Given problem: Locate the line that contains "Where can the green circular", then copy it and all later lines of the data below exactly, through the last one.

· · · · ·

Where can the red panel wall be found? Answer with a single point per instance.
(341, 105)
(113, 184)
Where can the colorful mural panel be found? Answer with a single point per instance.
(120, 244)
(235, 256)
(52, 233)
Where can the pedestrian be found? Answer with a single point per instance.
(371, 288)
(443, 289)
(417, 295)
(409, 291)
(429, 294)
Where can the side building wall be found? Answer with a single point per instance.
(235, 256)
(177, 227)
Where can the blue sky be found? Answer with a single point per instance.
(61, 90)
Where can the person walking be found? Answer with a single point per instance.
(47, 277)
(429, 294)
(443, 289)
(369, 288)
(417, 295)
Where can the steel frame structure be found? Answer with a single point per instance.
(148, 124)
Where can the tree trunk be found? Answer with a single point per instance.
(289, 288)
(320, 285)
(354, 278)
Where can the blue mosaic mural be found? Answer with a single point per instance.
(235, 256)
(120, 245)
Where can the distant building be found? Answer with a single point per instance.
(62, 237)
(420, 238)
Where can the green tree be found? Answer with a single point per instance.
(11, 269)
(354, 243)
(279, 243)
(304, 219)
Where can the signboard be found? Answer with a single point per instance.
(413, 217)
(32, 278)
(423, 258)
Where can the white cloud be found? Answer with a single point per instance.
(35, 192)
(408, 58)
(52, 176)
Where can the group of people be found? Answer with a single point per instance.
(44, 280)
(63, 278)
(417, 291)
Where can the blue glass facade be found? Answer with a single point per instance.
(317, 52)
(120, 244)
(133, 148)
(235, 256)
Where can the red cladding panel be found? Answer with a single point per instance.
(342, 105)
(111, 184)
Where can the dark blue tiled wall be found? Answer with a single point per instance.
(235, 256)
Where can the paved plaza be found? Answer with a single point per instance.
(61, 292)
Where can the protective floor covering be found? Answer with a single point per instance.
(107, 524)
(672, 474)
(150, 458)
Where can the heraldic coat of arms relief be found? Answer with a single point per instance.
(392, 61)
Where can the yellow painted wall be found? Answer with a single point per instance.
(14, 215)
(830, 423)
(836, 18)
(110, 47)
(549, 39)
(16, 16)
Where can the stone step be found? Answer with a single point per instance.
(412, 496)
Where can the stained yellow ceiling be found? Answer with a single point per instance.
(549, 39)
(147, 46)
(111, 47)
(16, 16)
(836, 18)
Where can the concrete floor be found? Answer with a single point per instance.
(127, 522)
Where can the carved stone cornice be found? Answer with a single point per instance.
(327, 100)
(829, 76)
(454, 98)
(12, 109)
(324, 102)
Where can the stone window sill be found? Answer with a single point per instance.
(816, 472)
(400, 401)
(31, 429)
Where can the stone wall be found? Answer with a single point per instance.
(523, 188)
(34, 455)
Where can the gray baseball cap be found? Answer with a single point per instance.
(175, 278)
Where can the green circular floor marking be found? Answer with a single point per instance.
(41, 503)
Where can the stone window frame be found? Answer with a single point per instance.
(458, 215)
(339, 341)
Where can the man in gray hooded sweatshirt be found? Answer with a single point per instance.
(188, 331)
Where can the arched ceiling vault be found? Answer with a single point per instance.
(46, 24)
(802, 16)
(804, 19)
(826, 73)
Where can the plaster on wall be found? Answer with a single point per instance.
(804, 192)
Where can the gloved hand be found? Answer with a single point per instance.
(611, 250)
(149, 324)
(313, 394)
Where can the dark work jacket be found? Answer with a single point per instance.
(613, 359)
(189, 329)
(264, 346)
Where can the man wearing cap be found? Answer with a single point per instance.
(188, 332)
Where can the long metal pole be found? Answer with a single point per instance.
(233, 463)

· · · · ·

Task output:
Where can the green circular floor marking be found? Answer with a single point per instance.
(41, 503)
Where can the stone window frame be found? Answer with a single point per instance.
(458, 215)
(339, 341)
Where can the man in gray hooded sweatshirt be found? Answer with a single point per instance.
(188, 331)
Where can the arched ceiling vault be found? Answer with a single point per instance.
(46, 24)
(802, 16)
(804, 19)
(826, 73)
Where can the plaster on wall be found? Answer with a single point per instance.
(804, 192)
Where can the gloved hand be found? Answer with a single point per instance.
(611, 250)
(149, 324)
(313, 394)
Where can the dark work jacket be found? Answer with a single point per instance.
(613, 359)
(189, 329)
(264, 346)
Where can the man wearing cap be found? Answer with a single point per instance.
(188, 332)
Where can the long metal pole be found? Answer with a single point per instance.
(233, 463)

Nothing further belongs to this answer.